### Given information ###
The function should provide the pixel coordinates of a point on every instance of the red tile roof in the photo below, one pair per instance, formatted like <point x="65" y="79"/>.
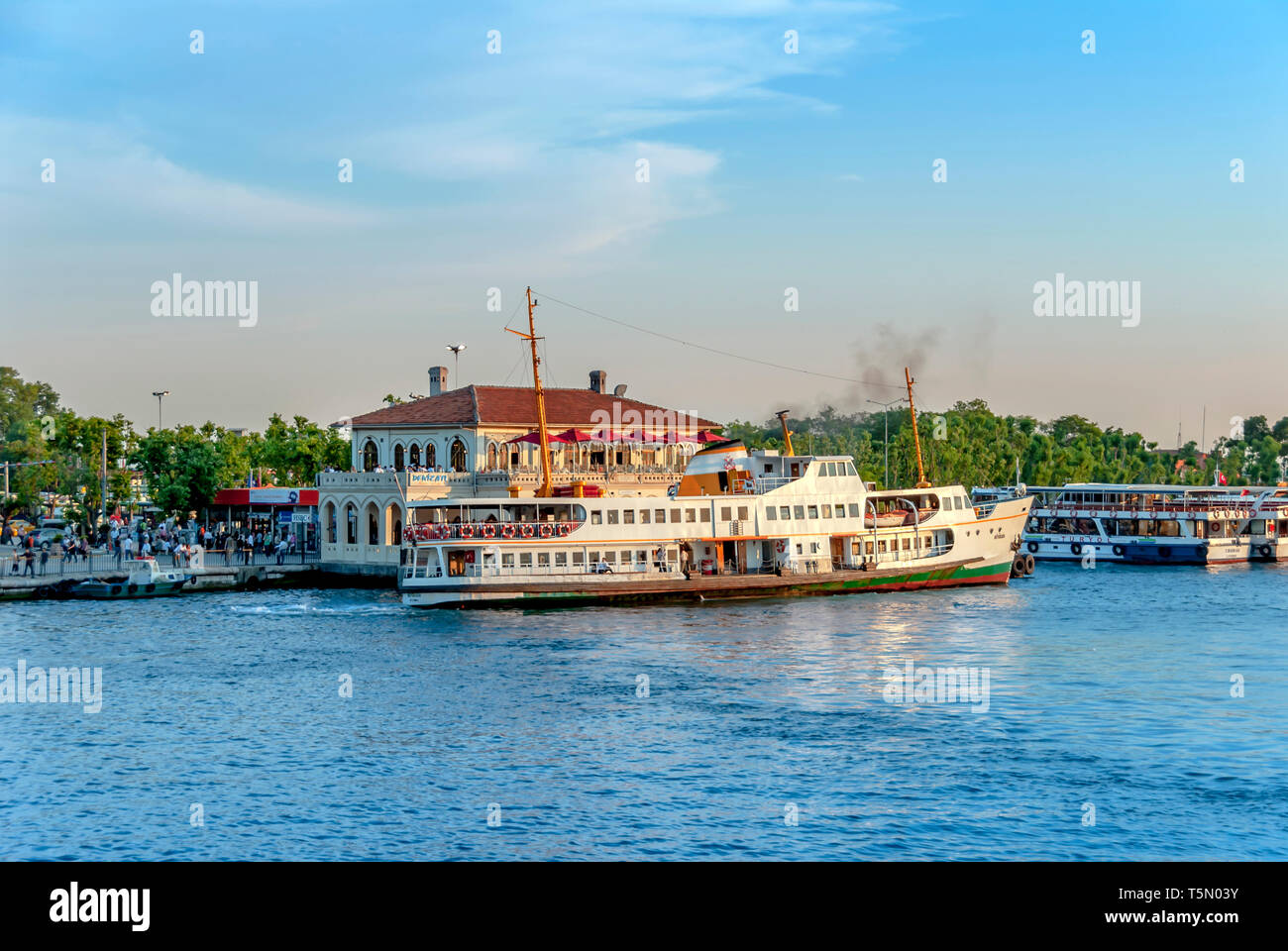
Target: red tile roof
<point x="510" y="406"/>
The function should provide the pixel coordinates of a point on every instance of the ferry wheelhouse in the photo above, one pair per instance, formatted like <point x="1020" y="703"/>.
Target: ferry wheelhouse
<point x="738" y="523"/>
<point x="1155" y="523"/>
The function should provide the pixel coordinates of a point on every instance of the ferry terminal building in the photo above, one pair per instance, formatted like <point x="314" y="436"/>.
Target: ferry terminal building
<point x="458" y="442"/>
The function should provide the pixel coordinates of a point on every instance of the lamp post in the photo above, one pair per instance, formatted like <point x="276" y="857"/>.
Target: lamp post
<point x="160" y="394"/>
<point x="887" y="409"/>
<point x="456" y="352"/>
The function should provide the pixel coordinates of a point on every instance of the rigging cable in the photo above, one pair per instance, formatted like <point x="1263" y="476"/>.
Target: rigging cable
<point x="722" y="354"/>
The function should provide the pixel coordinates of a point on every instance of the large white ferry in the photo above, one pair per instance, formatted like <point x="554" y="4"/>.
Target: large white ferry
<point x="1155" y="523"/>
<point x="739" y="523"/>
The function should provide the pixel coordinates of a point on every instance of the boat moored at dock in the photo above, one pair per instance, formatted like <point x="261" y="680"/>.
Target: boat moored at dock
<point x="772" y="525"/>
<point x="143" y="579"/>
<point x="1153" y="523"/>
<point x="739" y="523"/>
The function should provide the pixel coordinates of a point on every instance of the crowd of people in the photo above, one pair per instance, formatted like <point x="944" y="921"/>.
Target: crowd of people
<point x="166" y="543"/>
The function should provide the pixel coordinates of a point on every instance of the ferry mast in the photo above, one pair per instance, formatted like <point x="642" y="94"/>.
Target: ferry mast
<point x="915" y="438"/>
<point x="546" y="488"/>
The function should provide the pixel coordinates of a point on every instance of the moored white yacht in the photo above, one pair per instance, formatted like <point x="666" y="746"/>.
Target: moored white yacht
<point x="1154" y="523"/>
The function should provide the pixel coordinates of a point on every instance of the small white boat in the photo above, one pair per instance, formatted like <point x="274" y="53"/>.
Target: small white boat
<point x="143" y="579"/>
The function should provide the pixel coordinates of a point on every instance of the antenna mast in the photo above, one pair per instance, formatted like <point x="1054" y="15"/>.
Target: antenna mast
<point x="545" y="489"/>
<point x="915" y="437"/>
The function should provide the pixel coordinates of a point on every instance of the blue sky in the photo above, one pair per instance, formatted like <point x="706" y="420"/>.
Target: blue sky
<point x="768" y="170"/>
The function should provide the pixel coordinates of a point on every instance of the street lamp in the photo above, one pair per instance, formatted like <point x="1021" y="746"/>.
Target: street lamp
<point x="887" y="407"/>
<point x="456" y="351"/>
<point x="159" y="394"/>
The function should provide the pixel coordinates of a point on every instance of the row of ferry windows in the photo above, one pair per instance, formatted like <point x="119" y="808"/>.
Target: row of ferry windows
<point x="642" y="557"/>
<point x="658" y="515"/>
<point x="833" y="470"/>
<point x="802" y="512"/>
<point x="559" y="560"/>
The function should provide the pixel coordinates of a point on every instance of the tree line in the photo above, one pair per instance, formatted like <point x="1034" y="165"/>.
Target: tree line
<point x="973" y="446"/>
<point x="54" y="450"/>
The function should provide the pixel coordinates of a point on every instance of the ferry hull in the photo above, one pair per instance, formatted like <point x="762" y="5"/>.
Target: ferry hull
<point x="707" y="587"/>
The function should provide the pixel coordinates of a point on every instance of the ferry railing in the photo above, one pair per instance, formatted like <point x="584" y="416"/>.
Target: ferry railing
<point x="493" y="531"/>
<point x="767" y="483"/>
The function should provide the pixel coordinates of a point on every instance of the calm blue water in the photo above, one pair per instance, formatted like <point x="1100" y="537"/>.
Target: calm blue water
<point x="1108" y="687"/>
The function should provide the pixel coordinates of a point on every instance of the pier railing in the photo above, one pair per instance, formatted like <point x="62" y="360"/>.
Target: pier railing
<point x="111" y="564"/>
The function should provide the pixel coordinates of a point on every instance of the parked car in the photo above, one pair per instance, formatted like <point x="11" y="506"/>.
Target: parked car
<point x="46" y="539"/>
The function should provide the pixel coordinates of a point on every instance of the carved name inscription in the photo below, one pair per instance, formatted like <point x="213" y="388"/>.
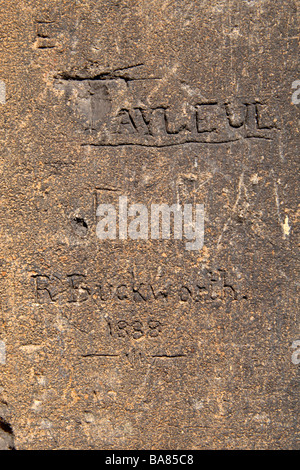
###
Goal of the exercise: Output all lines above precisely. Pictures are to be left out.

Task answer:
The function should provide the pixel coordinates of a point on every instance of the red tile roof in the photo below, one pair per instance, formatted like <point x="65" y="79"/>.
Target: red tile roof
<point x="510" y="406"/>
The function should provide the pixel coordinates of a point on every instance of the ferry wheelhouse in the photo above, one pair per instance, formatted like <point x="1020" y="703"/>.
Target: ferry wheelhouse
<point x="738" y="523"/>
<point x="1155" y="523"/>
The function should provide the pixel coordinates of a point on every instance of the ferry terminal building in the photo above, one pair per instance, formatted like <point x="314" y="436"/>.
Target: ferry terminal building
<point x="458" y="442"/>
The function should provide the pixel coordinates of a point on every instance of the lamp post in the photo above, one pair per instance, formatted like <point x="276" y="857"/>.
Target: lamp post
<point x="160" y="394"/>
<point x="887" y="409"/>
<point x="456" y="352"/>
The function should provide the pixel coordinates of a point on every instance of the rigging cable in the photo above, one pair per instance, formatted like <point x="1263" y="476"/>.
Target: rigging cable
<point x="722" y="354"/>
The function should provide the pixel coordinates of a point on every instance of the large white ferry in the photo above, one pair per instance, formatted like <point x="554" y="4"/>.
Target: large white ferry
<point x="1155" y="523"/>
<point x="739" y="523"/>
The function should provide the pixel coordinates of a point on every instance of the boat moored at dock in the photo above, one pair per instance, formatted like <point x="261" y="680"/>.
Target: boat moored at dock
<point x="772" y="525"/>
<point x="143" y="579"/>
<point x="1153" y="523"/>
<point x="739" y="523"/>
The function should provide the pixel coordinates of a point on every instance of the crowd of people in the photo above, one pair per instance, formatted like <point x="944" y="921"/>.
Target: crowd of people
<point x="166" y="543"/>
The function should provide the pixel coordinates of a point on every instance of the ferry mast in the photo above, one pair per instance, formatted like <point x="642" y="94"/>.
Target: ferry mast
<point x="915" y="438"/>
<point x="546" y="488"/>
The function should provide the pixel coordinates of a point on every instance of the moored white yacht in the photo above, one pair per instance, formatted like <point x="666" y="746"/>.
Target: moored white yacht
<point x="1154" y="523"/>
The function should provide the pixel coordinates of a point on every instance of the small white boat in the photo above, one pair per instance, formatted like <point x="274" y="53"/>.
Target: small white boat
<point x="143" y="579"/>
The function should provide the pixel coordinates of a point on every instance of the antenna mast in the photo above, one pair per instance, formatted like <point x="1054" y="15"/>.
Target: antenna mast
<point x="545" y="489"/>
<point x="915" y="437"/>
The function should provide the pixel coordinates of a point on every instance of the blue sky in the photo above, one pair per instance, formatted like <point x="706" y="420"/>.
Target: blue sky
<point x="768" y="170"/>
The function should provide the pixel coordinates of a point on every instance of the street lamp in the photo above, one pair per instance, formatted like <point x="1021" y="746"/>.
Target: street lamp
<point x="887" y="407"/>
<point x="456" y="351"/>
<point x="159" y="394"/>
The function should provide the pixel coordinates of a point on every instance of the row of ferry windows in the photo above, one pair per instance, formatted like <point x="119" y="808"/>.
Target: row of ferry windows
<point x="642" y="557"/>
<point x="658" y="515"/>
<point x="833" y="470"/>
<point x="802" y="512"/>
<point x="559" y="560"/>
The function should provide the pixel coordinates of a point on every instance of the tree line in the photo above, one pair per instance, formatted like <point x="1034" y="165"/>.
Target: tree line
<point x="973" y="446"/>
<point x="54" y="450"/>
The function should provide the pixel coordinates of a point on every instance of the ferry hull in the photo above, one pair per instance, formatted like <point x="762" y="5"/>.
Target: ferry hull
<point x="707" y="587"/>
The function should provide the pixel coordinates of a point on every instance of the ferry railing in the photo above, one pair per instance, formatted like <point x="584" y="416"/>.
Target: ferry railing
<point x="493" y="531"/>
<point x="767" y="483"/>
The function should provide the pixel coordinates of a point on every instance of the calm blue water in the photo above, one pair per instance, formatted like <point x="1100" y="537"/>.
Target: calm blue water
<point x="1108" y="687"/>
The function should provide the pixel coordinates of a point on every instance of the pier railing in the photo above, one pair per instance, formatted like <point x="62" y="360"/>.
Target: pier railing
<point x="111" y="564"/>
The function should provide the pixel coordinates of a point on every instance of the parked car in the photo above, one pair per instance, formatted like <point x="11" y="506"/>.
Target: parked car
<point x="46" y="539"/>
The function should provide the pixel coordinates of a point on every instance of the carved name inscription in the photo below, one pair per instance, formatted like <point x="213" y="388"/>.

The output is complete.